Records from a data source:
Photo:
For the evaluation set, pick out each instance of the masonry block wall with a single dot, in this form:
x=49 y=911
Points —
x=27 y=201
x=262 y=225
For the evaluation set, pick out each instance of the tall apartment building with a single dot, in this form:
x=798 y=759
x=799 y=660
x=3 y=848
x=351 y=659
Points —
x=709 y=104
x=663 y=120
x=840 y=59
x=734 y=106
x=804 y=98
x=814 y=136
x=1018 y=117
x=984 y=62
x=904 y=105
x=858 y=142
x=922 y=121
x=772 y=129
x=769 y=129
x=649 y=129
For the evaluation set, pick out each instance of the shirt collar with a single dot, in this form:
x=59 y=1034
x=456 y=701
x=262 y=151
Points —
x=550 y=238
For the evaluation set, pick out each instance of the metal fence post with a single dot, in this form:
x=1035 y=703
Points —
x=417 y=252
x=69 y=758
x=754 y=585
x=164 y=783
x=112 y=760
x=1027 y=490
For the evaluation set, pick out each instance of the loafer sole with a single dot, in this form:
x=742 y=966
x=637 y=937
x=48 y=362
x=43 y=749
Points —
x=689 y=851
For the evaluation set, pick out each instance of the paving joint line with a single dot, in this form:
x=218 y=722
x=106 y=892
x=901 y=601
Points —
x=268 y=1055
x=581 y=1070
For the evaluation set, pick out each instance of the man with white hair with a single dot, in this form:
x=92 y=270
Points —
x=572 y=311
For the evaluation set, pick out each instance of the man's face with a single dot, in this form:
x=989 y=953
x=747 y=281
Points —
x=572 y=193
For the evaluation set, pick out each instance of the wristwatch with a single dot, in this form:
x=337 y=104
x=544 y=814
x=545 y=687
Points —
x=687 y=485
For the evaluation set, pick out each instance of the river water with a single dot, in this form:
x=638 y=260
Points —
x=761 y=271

» **Task directions**
Rewrite every line of the records above as a single numbered list, omitting any blank lines.

» **Solution**
1. Photo:
2. For the evaluation set, pick out each instance of the masonry block wall with a single dot, in this form:
3. x=49 y=911
4. Points —
5. x=27 y=201
6. x=262 y=225
7. For the evaluation set, pick out each instance of the tall apartment building with a single dot, in this form:
8. x=798 y=759
9. x=799 y=660
10. x=3 y=848
11. x=351 y=659
12. Points —
13. x=709 y=104
14. x=663 y=120
15. x=840 y=59
16. x=734 y=106
17. x=804 y=98
18. x=814 y=136
19. x=1018 y=117
20. x=984 y=62
21. x=904 y=105
22. x=858 y=142
23. x=922 y=121
24. x=772 y=129
25. x=769 y=129
26. x=649 y=129
27. For the evaluation set, pick out each instance of the shirt collar with a single dot, in this form:
28. x=59 y=1034
29. x=456 y=701
30. x=262 y=151
31. Points —
32. x=550 y=238
33. For the evaluation set, pick out each instance of the metal fence post with a single dot, in this form:
34. x=1035 y=703
35. Points —
36. x=417 y=252
37. x=69 y=758
38. x=754 y=585
39. x=164 y=783
40. x=112 y=760
41. x=1027 y=490
42. For the evaluation set, pick out each instance of the loafer sole with a single dot, in this form:
43. x=742 y=966
44. x=637 y=937
45. x=48 y=362
46. x=43 y=749
47. Points —
48. x=689 y=851
49. For the evaluation set, pick out each instance of the paving joint line with a single dot, in this form:
50. x=218 y=722
51. x=106 y=892
52. x=901 y=601
53. Points —
54. x=268 y=1055
55. x=581 y=1070
56. For the evaluation set, pick out each instance of the man with white hair with a single dot, in this form:
57. x=92 y=270
58. Points —
59. x=572 y=311
60. For the evaluation set, pick out each instance of the man's face with a single dot, in this form:
61. x=989 y=953
62. x=747 y=281
63. Points —
64. x=572 y=193
65. For the evaluation set, pick out each instance of the wristwatch with a single dot, in this form:
66. x=337 y=104
67. x=544 y=814
68. x=545 y=687
69. Points —
70. x=687 y=485
71. For the evaluation set, pick out each instance of the river water with a single dot, in this form:
72. x=638 y=260
73. Points —
74. x=761 y=271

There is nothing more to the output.